Task material Block Start

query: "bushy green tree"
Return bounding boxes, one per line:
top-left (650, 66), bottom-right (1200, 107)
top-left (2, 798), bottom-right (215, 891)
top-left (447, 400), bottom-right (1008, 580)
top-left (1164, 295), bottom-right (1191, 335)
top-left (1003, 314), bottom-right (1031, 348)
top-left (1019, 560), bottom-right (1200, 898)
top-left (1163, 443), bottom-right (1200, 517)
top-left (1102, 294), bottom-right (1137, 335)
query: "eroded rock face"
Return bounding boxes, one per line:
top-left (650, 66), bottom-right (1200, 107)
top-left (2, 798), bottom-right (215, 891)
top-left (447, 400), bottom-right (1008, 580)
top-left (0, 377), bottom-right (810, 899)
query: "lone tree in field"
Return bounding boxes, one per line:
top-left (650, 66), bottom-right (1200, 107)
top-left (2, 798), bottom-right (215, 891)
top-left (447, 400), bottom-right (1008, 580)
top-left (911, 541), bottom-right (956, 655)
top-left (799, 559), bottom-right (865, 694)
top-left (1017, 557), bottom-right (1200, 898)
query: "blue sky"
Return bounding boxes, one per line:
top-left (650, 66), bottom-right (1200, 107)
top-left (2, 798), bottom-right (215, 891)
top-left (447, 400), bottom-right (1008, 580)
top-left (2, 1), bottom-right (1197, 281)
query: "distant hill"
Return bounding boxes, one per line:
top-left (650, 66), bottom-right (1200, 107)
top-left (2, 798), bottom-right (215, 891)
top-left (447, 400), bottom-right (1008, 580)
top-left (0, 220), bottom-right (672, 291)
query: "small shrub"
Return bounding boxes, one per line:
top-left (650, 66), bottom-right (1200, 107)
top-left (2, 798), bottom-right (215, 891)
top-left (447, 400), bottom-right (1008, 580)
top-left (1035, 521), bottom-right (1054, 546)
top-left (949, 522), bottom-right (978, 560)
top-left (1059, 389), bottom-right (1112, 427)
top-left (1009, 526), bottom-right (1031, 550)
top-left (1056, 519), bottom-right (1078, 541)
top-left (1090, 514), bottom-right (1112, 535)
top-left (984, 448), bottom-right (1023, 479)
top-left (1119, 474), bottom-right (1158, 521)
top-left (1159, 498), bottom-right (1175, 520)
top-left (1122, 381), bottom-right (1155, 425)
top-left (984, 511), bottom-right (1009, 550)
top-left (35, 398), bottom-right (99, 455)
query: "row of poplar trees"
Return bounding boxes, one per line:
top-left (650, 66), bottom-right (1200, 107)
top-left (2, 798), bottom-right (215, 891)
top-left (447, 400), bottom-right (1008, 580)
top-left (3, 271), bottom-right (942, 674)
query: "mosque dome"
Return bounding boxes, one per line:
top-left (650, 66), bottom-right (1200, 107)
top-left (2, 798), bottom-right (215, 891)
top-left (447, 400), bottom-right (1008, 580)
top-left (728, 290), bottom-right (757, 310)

Task material Block End

About this exercise:
Go through the listing above and copy each line that contains "query".

Reply:
query: "bushy green tree"
query: "eroded rock face"
query: "lone tree in field"
query: "blue sky"
query: "distant hill"
query: "small shrub"
query: "row of poplar trees"
query: "mosque dome"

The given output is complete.